━━━ Data for this task ━━━
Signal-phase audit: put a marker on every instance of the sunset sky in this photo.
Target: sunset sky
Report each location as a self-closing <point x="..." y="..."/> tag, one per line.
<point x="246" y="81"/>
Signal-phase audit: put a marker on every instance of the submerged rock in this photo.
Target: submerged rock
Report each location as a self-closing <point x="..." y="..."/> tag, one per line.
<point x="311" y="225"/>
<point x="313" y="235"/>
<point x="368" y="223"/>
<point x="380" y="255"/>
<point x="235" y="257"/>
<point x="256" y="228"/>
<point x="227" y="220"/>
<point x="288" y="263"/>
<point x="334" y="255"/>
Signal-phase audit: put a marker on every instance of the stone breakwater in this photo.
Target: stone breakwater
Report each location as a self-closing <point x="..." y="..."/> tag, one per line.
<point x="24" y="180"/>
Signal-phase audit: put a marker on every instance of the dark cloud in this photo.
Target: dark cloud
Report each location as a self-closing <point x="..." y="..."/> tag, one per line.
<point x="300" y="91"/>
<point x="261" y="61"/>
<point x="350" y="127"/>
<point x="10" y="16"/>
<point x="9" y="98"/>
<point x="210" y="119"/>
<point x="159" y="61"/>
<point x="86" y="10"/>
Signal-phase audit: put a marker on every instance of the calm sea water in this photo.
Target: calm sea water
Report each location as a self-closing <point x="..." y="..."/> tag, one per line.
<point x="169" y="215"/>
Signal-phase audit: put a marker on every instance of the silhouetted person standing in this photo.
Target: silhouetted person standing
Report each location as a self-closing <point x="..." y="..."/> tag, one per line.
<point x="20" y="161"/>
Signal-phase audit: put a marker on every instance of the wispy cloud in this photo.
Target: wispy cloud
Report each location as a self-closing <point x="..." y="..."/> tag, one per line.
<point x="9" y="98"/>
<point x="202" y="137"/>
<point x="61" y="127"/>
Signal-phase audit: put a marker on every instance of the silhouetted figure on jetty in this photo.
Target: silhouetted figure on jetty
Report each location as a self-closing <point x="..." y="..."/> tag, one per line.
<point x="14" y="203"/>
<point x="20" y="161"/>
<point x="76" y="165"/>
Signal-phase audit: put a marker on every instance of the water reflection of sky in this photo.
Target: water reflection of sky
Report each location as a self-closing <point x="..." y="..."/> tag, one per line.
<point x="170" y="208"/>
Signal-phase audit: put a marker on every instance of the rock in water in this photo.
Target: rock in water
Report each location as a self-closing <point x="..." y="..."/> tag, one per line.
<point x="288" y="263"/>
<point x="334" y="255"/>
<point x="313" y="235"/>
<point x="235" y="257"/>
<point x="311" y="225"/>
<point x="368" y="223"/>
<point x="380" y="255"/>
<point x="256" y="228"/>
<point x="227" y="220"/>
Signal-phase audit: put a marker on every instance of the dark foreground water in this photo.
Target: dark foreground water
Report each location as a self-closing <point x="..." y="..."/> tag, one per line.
━━━
Exercise directions: Copy out, from the material above, each line in which the string "Signal" is found.

Response area:
Signal-phase audit: put a marker on every instance of the sunset sky in this photo.
Signal-phase audit: put a marker on every instance of the submerged rock in this photo.
Signal-phase audit: put a marker on every instance of the stone breakwater in this photo.
Signal-phase audit: put a marker on every instance of the dark cloud in this photo.
Signal-phase audit: put a marker on every instance of the calm sea water in this photo.
Signal-phase audit: put a marker on every instance of the silhouetted person standing in this photo.
Signal-phase audit: put a marker on every instance of the wispy cloud in this photo.
Signal-phase audit: put a marker on every instance of the silhouetted figure on jetty in this photo.
Signal-phase audit: put a marker on every instance of the water reflection of sky in this photo.
Signal-phase audit: put a marker on every instance of the rock in water in this photo.
Signal-phase audit: put a marker on every instance of the dark foreground water in this photo.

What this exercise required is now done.